▸ **What you are asked to do**
Rewrite the material below, substituting "concrete tower" for "gray concrete tower" and leaving everything else unchanged. Omit the pictures from your answer.

(Point-based annotation data)
· · · · · · ·
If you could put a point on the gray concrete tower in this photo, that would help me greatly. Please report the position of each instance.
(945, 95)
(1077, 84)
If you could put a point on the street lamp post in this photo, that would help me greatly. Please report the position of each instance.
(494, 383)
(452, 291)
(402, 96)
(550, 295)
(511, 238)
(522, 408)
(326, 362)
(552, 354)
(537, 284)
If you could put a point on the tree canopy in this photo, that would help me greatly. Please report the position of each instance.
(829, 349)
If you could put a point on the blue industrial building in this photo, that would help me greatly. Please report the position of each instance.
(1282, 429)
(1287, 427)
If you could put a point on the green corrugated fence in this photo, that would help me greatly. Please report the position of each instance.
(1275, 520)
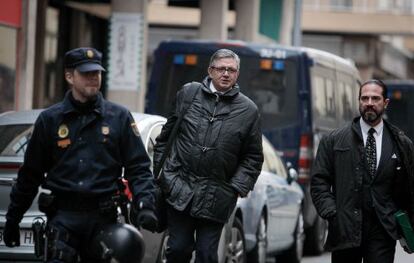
· · · · · · ·
▸ **The completed task**
If you could put a point on the concrete tower in this photo, that would help me greatly. Please report the position of each instance.
(945, 95)
(1077, 84)
If you could put a point on the street lamp post in this photo, that would help me greatly. Please report the position of each instance.
(494, 383)
(452, 291)
(402, 96)
(550, 295)
(511, 238)
(522, 408)
(326, 362)
(552, 354)
(537, 284)
If you could put a point on the tree canopy in this photo, that would help me greatly. Please report the position of each instance.
(829, 349)
If you could put a point on the blue industrial building in this photo, that would help me greatly. Please report the position of each instance.
(1282, 429)
(1287, 427)
If you could put a point on the green corrugated fence in this photo, that would help me greatly. Please report the position of each instance.
(1275, 520)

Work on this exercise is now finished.